● WORK TASK
Each record must be printed again exactly as it appears.
----- DATA FOR ANALYSIS
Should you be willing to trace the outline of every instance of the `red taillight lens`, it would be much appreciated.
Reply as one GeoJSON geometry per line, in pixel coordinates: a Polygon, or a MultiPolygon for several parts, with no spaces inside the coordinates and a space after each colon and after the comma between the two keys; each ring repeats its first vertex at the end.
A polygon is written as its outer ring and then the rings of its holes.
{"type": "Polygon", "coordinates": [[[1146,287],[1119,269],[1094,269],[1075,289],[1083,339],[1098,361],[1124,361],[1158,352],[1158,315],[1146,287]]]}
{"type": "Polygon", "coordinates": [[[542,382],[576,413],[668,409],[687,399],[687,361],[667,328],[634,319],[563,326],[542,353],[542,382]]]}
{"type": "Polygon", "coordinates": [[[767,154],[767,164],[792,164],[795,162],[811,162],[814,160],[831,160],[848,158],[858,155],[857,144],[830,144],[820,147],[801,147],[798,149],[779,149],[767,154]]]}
----------
● ANSWER SECTION
Should you be willing to trace the outline of every instance of the `red taillight lens`, it would be much appreciated.
Reply as one GeoJSON geometry per line, in pixel coordinates: a Polygon, or a MultiPolygon for several parts, with no spaces inside the coordinates and a space after each colon and after the comma between the two keys; each ring repeats its first vertex at the end.
A polygon is written as its outer ring and then the rings of its holes.
{"type": "Polygon", "coordinates": [[[1146,287],[1119,269],[1094,269],[1075,289],[1083,339],[1098,361],[1124,361],[1158,352],[1158,315],[1146,287]]]}
{"type": "Polygon", "coordinates": [[[542,382],[576,413],[668,409],[687,399],[687,361],[667,328],[634,319],[563,326],[542,353],[542,382]]]}
{"type": "Polygon", "coordinates": [[[767,154],[767,164],[792,164],[795,162],[811,162],[814,160],[831,160],[848,158],[858,155],[857,144],[830,144],[820,147],[801,147],[798,149],[779,149],[767,154]]]}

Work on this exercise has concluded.